**Alıntı**
-*-*-

ADIM ADIM KATLİAM (4)

Ali Rıza Aksın kullanıcısının resmi
25 Aralık. Askerler, şehirde mahsur kalanları gruplar halinde köylerine götürüyorlardı. Sıra bize geldi. Öğleden sonraydı. Bizi götüren kariyer, Endüstri Meslek Lisesi'nden, kaleye bitişik ara caddelerden Uzunoluk’a indi. Önde şoförle teğmen, yanımızda iki asker…

Taranma korkusu içinde ilerliyoruz. Taş yapılı eski bir evi geçerken, kafesli penceresinden, ince, esmer bir gelin, sağ yumruğunu sol avcuna vura vura küfretti bize. Uzaktı, ne dediği anlaşılmadı. Musa Dayı, arka kapağın üstünden bacağını uzatmakla yetindi. Mesajı alan kadın, başı kopmuşçasına çırpındı. Askerler, bu sessiz filmden habersiz, Musa Dayı'ya baktılar.
Kapıçam'a yetiştiğimizde kurtulmuş olmanın ve özgürce solumanın zevkini tattık.
''Ohh be dünya varmış!''
Urumoğlu, Çakallı derken, Gökpınar'ın sazlarının üstünden, Aksu, Tut Dağı ve Kötüköy'ün kavakları gözüktü. İçim içime sığmadı. Gökpınar'ı dolanıp Demirciler'in önüne geldik. Musa Dayı, aniden kalkıp bütün gücüyle bağırdı:
''Ey Demirciler, duyduk duymadık demeyin. Dört kere, beş kere evlenin, yirmi çocuk, otuz çocuk yapın! Çoğalın ha çoğalın!''
Birkaç kişi, bahçe duvarının gerisinde tepkisizce bize baktı. Yolun kenarındaki çocuklar, deli sandıkları Musa Dayı’ya bakıp güldüler. Aksu'yu, Salman'la M. Çetin'in mezarını, İğdeli yolu geçip,karakolun önünden Şeytan'ın Değirmeni'ne çıktık. Annem, Maraş Garı'ndan öteye gidemediğinden, trenden inmiş, değirmenin oralarda deli gibi dolaşıyordu. Döndü ve benimle karşılaştı. ''Uy!'' diyerek irkildi. Sonra da uzun uzun bana sarıldı.

-*-*-

**Yazılı Talep 1**
Katliamı anlatan alıntıya göre anne trenden neden inmişti?

-*-*-

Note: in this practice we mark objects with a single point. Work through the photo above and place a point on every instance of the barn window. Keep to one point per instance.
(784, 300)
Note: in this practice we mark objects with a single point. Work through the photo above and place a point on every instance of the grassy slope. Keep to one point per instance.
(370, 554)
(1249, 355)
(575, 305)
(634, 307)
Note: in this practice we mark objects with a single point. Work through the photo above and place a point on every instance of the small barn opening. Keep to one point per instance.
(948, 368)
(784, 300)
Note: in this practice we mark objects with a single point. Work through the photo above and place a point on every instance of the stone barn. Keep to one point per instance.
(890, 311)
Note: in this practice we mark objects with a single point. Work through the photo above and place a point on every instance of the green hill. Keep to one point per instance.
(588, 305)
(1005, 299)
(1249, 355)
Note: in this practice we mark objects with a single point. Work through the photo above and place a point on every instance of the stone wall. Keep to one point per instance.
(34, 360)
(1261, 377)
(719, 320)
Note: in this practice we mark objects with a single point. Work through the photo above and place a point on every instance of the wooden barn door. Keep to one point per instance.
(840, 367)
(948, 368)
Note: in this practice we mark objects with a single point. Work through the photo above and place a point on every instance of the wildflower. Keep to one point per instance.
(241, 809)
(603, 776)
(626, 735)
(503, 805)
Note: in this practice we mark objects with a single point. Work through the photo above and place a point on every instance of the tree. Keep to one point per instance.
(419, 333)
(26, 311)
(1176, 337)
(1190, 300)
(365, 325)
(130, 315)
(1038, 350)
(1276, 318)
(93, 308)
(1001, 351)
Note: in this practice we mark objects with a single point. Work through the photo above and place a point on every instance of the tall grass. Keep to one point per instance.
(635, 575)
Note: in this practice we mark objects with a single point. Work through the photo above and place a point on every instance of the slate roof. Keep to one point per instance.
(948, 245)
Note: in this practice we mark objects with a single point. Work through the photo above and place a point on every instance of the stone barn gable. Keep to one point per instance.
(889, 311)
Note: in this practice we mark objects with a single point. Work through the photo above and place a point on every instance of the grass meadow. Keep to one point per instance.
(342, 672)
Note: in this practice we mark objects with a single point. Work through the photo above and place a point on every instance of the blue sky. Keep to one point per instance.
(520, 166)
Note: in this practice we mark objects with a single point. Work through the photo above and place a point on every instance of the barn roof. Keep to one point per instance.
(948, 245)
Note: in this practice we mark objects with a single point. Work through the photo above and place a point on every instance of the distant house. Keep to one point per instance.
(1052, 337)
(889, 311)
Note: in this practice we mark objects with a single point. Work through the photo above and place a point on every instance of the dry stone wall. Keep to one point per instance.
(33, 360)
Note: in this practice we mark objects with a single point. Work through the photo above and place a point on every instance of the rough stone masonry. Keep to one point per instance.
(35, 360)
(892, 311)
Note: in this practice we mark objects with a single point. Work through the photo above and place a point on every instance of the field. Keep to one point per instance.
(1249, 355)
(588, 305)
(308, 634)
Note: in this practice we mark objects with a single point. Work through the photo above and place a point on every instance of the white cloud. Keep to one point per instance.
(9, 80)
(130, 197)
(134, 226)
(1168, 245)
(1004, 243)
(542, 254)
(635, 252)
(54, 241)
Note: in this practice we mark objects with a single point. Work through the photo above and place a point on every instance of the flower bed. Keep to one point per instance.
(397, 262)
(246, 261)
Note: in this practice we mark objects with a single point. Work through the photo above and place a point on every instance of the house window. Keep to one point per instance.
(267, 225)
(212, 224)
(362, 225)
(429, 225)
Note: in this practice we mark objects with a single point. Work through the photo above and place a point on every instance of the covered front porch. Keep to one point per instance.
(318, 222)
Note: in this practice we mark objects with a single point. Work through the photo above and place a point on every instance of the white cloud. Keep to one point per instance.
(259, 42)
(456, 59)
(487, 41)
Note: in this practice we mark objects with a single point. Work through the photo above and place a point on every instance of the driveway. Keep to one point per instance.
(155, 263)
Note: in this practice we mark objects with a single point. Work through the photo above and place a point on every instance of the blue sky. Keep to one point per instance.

-*-*-

**Yazılı Talep 2**
Kayıtlarda "porch. Keep to one point per instance." ifadesinin geçtiği satırdan başlayıp kayıtların sonuna kadar giden satırları yeniden yazın. Bu satırlarda "practice" yerine "exercise" koyun ve geri kalan her şeyi aynen bırakın.

**Yanıt 1**
Maraş Garı'ndan öteye gidemediği için trenden inmişti.

**Yanıt 2**
Note: in this exercise we mark objects with a single point. Work through the photo above and place a point on every instance of the covered front porch. Keep to one point per instance.
(318, 222)
Note: in this exercise we mark objects with a single point. Work through the photo above and place a point on every instance of the white cloud. Keep to one point per instance.
(259, 42)
(456, 59)
(487, 41)
Note: in this exercise we mark objects with a single point. Work through the photo above and place a point on every instance of the driveway. Keep to one point per instance.
(155, 263)
Note: in this exercise we mark objects with a single point. Work through the photo above and place a point on every instance of the blue sky. Keep to one point per instance.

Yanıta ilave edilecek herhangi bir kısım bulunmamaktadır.